> **What you will do**
Find every line in the items below that contains the word "grip" and copy each of those lines. Uppercase and lowercase must match.

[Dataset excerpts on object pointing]

>>>>

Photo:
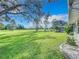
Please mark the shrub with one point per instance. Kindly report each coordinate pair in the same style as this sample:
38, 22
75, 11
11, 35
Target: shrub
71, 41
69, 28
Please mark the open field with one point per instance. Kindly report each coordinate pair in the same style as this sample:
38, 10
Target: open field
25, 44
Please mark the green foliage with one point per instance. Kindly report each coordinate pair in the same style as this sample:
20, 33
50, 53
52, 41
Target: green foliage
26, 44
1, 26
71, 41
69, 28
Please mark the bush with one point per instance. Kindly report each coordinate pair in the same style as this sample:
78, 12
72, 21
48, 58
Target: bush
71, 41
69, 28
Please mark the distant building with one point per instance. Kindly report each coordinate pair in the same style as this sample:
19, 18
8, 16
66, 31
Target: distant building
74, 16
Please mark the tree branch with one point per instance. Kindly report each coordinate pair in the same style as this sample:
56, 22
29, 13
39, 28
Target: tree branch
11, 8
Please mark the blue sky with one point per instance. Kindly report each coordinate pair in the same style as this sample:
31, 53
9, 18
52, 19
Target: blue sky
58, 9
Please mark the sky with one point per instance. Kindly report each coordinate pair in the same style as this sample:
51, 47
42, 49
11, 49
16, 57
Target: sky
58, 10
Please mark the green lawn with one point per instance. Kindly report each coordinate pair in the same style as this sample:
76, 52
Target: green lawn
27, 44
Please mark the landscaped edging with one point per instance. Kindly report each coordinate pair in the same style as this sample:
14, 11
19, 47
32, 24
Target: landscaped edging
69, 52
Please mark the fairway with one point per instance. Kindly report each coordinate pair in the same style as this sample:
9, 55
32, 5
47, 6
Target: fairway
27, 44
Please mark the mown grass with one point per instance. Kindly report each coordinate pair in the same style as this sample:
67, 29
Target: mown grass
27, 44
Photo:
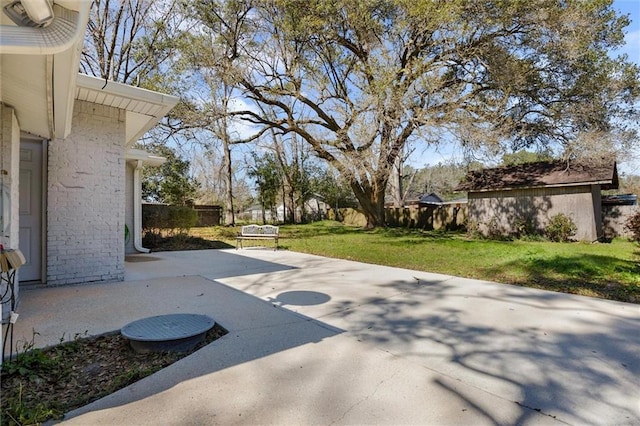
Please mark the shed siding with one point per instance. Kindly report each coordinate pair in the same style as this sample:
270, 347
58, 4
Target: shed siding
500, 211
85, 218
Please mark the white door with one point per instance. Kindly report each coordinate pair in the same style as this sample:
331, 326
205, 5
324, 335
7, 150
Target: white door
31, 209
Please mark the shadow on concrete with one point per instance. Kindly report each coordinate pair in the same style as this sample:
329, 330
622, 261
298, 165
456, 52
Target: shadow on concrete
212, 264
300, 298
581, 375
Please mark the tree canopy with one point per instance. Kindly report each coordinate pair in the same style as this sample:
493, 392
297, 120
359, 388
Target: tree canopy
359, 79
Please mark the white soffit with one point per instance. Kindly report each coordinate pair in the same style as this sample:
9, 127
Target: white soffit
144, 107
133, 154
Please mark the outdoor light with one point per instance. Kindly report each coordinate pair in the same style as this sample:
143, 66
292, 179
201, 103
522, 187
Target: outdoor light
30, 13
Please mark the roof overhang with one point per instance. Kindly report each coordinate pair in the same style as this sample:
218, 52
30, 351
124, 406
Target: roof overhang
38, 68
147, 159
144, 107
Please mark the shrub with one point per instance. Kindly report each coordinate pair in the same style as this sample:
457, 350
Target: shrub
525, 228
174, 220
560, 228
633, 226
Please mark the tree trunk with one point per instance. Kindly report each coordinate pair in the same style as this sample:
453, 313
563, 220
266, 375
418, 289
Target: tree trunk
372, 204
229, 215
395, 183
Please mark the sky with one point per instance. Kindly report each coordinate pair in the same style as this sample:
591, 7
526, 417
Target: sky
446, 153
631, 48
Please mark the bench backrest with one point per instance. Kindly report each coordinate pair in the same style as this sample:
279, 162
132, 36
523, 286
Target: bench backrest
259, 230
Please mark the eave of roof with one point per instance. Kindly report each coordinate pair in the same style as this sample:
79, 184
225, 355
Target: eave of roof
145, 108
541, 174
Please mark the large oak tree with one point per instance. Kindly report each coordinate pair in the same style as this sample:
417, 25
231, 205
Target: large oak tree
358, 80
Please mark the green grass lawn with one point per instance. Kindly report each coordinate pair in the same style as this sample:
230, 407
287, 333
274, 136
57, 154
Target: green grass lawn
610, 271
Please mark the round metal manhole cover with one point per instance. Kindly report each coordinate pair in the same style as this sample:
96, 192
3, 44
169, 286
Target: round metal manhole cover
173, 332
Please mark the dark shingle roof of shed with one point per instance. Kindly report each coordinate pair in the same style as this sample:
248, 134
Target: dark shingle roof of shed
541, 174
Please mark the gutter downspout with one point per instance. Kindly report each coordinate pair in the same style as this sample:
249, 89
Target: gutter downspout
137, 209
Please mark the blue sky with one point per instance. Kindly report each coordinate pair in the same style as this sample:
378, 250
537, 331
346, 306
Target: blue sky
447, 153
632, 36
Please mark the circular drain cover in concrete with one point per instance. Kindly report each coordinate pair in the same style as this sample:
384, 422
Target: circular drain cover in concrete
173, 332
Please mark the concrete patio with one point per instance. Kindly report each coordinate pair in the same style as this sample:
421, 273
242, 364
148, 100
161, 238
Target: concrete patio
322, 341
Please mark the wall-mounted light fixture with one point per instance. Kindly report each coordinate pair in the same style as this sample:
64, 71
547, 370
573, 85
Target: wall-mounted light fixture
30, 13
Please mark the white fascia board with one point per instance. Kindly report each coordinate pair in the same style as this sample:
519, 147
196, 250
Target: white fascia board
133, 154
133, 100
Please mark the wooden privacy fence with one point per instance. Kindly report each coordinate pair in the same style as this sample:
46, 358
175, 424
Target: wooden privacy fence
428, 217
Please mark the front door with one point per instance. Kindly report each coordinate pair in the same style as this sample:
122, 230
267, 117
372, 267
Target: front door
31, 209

<<<<
>>>>

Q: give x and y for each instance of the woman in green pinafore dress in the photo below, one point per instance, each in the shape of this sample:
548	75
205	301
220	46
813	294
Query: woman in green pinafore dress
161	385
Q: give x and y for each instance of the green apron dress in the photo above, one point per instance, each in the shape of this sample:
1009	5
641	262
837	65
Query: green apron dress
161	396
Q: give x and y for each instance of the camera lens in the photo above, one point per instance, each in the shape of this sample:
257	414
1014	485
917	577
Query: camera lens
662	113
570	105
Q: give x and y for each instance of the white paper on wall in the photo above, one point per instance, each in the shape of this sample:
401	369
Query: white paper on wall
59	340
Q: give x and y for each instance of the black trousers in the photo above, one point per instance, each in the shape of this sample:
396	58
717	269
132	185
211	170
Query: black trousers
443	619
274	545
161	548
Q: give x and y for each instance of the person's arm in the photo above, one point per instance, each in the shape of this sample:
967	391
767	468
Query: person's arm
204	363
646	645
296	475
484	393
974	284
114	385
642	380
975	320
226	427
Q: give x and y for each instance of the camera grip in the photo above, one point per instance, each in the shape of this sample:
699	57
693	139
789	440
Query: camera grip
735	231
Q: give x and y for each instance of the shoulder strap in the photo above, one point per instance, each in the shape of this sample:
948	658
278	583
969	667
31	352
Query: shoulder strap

<<<<

> **Solved problem**
Q: give x and y for each instance of the camera grip in the photo above, one point per instance, each in the shape of this sample:
Query: camera grip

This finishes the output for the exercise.